**ЗАДАНИЕ**:
Перепишите без изменений фрагмент отрывка о живописи мандара, начиная со слов «Религиозный импульс, когда-то» и заканчивая словами «санскрите мандала, круг).».

━━━ ВЫБРАННЫЙ ОТРЫВОК

Религиозный импульс, когда-то простодушный и
свежий, теперь становится умудренным и несколько
вялым. Под влиянием мистических доктрин Сингон
художники стремились передать в живописи
сложные космологические идеи. Они взялись за
безнадежную задачу - графически изобразить
духовную вселенную посредством картин,
названных мандара (на санскрите мандала, круг).
Мандара эпохи Нара - сравнительно простые
композиции, показывающие царство блаженства и
его обитателей, но те, что созданы под влиянием
Сингон, являются попытками изобразить
чрезвычайно сложные системы или циклы, которые
иерархически организуют различные воплощения
одной центральной духовной реальности. Мандара и
образы отдельных фигур циклов - главные типы
религиозного искусства годов Конин, и хотя их
вклад в развитие техники живописи - своеобразная
дисциплина, деликатная колористика и тщательная
композиция, - несомненен, они не имеют ничего
общего с воображением и отвагой. Поэтому они
вызвали реакцию со стороны светской и даже, хотя
и в меньшей степени, религиозной живописи.
Известны два великих светских мастера,
работавших в то время, - Каванари из Кудара и Косэ
Канаока. Ни одна из их работ не сохранилась, и
хотя различные древние предания повествуют об их
удивительном мастерстве, они, возможно, лишь
легендарные персонажи. Но определенно,
существовала небольшая группа одаренных
художников - не являвшихся монахами - которые
стали выдающимися фигурами IX в., благодаря
портретам и пейзажам, украсившим императорский
дворец и усадьбы знати. Эти художники были
предтечами школ светской живописи, расцветших в
период Фудзивара.

━━━━━━
━━━ ИСХОДНЫЙ МАТЕРИАЛ

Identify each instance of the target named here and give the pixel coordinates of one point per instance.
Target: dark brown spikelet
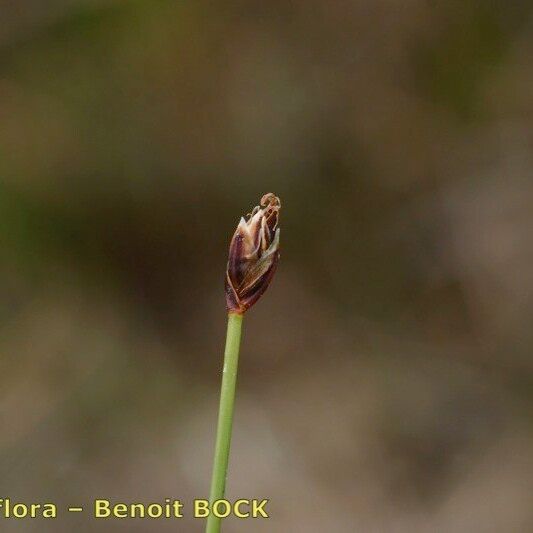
(253, 255)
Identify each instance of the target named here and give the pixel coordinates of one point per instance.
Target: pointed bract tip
(253, 255)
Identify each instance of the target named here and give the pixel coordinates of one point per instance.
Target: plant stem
(225, 417)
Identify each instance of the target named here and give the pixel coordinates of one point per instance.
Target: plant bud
(253, 255)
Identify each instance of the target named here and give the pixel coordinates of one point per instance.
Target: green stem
(225, 417)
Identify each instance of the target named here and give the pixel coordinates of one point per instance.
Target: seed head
(253, 255)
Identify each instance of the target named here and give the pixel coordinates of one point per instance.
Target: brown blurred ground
(386, 378)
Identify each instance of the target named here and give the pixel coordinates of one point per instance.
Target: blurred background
(386, 380)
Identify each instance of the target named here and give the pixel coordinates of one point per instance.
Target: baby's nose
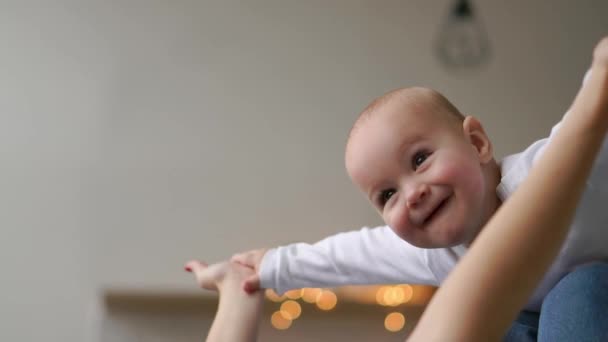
(417, 196)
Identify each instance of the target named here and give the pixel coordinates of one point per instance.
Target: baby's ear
(474, 133)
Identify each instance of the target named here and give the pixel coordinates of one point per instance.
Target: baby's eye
(386, 195)
(419, 158)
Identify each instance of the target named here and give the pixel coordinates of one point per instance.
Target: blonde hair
(424, 99)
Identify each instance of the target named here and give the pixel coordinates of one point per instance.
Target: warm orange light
(309, 295)
(273, 296)
(408, 292)
(291, 309)
(326, 300)
(394, 321)
(279, 322)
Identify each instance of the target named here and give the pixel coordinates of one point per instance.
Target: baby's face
(421, 173)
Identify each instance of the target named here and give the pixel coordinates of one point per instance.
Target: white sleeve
(366, 256)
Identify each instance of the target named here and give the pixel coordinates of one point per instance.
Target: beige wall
(138, 134)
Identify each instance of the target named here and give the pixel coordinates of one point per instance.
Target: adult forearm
(481, 297)
(237, 314)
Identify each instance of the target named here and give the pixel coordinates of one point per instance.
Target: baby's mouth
(436, 211)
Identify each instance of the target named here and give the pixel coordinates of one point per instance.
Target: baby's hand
(218, 276)
(600, 54)
(251, 259)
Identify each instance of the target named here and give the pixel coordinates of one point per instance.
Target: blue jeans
(576, 309)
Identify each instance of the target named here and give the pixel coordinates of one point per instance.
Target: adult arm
(238, 313)
(480, 298)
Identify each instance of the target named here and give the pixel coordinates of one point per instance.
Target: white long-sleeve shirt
(378, 256)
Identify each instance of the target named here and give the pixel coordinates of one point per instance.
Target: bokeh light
(291, 309)
(394, 321)
(408, 292)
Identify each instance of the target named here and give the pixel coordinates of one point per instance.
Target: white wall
(137, 134)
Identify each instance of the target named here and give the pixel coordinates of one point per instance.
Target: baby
(430, 173)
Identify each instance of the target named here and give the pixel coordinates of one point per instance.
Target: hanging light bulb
(462, 41)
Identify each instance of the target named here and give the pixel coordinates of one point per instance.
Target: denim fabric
(576, 309)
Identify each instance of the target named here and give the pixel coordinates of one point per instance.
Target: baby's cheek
(397, 220)
(465, 176)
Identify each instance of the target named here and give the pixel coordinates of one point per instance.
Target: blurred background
(136, 135)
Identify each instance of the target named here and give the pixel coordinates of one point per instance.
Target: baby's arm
(238, 313)
(480, 298)
(366, 256)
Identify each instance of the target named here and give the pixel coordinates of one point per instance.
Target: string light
(326, 300)
(394, 321)
(462, 42)
(291, 309)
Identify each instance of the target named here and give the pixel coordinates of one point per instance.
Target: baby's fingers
(251, 284)
(204, 276)
(246, 259)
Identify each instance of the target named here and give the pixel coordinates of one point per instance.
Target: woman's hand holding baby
(253, 260)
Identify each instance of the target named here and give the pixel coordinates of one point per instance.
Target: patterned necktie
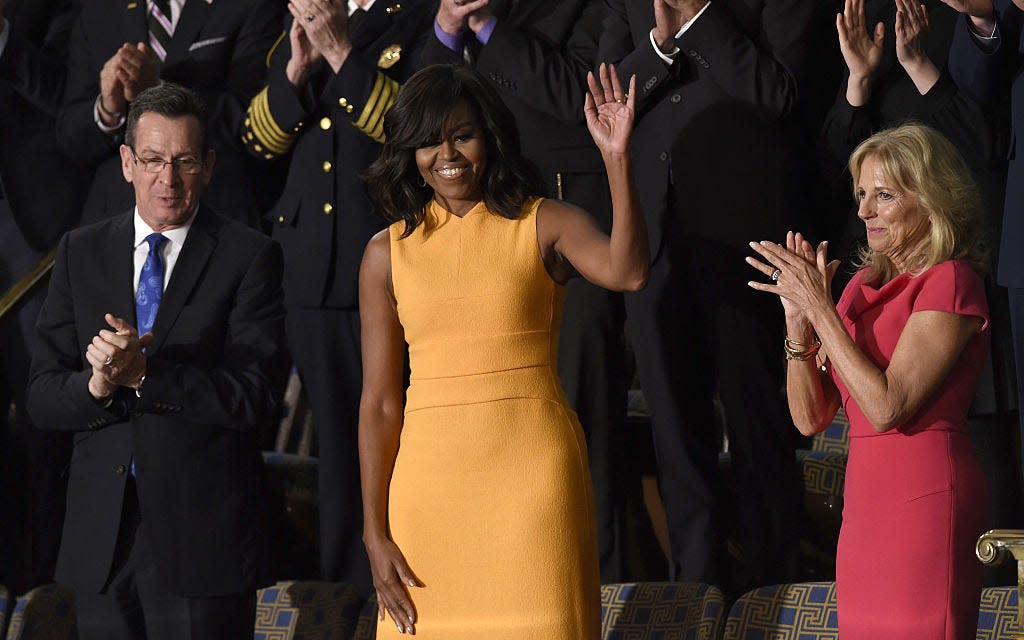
(161, 29)
(151, 285)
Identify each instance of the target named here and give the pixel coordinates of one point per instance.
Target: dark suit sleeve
(985, 74)
(58, 395)
(615, 46)
(37, 74)
(549, 76)
(243, 391)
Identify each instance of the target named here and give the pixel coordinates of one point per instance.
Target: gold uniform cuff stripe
(263, 125)
(374, 94)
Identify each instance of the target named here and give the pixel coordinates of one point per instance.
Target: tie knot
(156, 241)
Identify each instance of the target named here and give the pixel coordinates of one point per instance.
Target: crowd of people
(431, 209)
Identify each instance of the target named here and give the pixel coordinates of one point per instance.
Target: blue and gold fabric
(46, 612)
(304, 610)
(836, 437)
(4, 607)
(997, 613)
(798, 611)
(663, 610)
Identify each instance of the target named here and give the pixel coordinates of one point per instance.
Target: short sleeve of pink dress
(914, 497)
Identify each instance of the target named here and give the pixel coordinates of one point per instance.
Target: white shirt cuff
(670, 56)
(99, 123)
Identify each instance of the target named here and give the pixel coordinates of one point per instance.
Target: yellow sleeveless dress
(491, 499)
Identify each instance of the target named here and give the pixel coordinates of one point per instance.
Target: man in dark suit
(35, 211)
(332, 77)
(718, 165)
(537, 55)
(218, 47)
(984, 60)
(164, 530)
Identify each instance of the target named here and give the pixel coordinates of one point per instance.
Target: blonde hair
(922, 162)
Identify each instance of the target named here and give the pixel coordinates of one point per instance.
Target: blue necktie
(151, 285)
(151, 290)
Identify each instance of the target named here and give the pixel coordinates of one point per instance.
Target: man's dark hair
(170, 100)
(417, 120)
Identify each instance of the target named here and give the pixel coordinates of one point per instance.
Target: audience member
(492, 468)
(35, 211)
(331, 80)
(985, 62)
(119, 48)
(166, 390)
(914, 494)
(718, 160)
(537, 54)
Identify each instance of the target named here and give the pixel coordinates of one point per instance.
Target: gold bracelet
(793, 353)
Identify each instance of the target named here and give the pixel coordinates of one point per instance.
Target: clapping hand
(609, 111)
(801, 274)
(861, 52)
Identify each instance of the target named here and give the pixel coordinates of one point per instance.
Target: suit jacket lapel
(192, 261)
(189, 23)
(133, 26)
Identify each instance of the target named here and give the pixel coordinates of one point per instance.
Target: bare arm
(380, 428)
(621, 262)
(887, 396)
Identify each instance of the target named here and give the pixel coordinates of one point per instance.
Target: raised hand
(392, 578)
(861, 52)
(326, 26)
(304, 55)
(609, 111)
(454, 15)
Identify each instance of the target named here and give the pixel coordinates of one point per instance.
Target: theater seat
(46, 612)
(306, 609)
(997, 613)
(662, 610)
(797, 611)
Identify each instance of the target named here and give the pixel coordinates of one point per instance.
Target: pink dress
(915, 498)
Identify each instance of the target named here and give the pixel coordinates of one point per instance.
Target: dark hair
(417, 119)
(169, 99)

━━━━━━

**ОТВЕТ**:
Религиозный импульс, когда-то простодушный и
свежий, теперь становится умудренным и несколько
вялым. Под влиянием мистических доктрин Сингон
художники стремились передать в живописи
сложные космологические идеи. Они взялись за
безнадежную задачу - графически изобразить
духовную вселенную посредством картин,
названных мандара (на санскрите мандала, круг).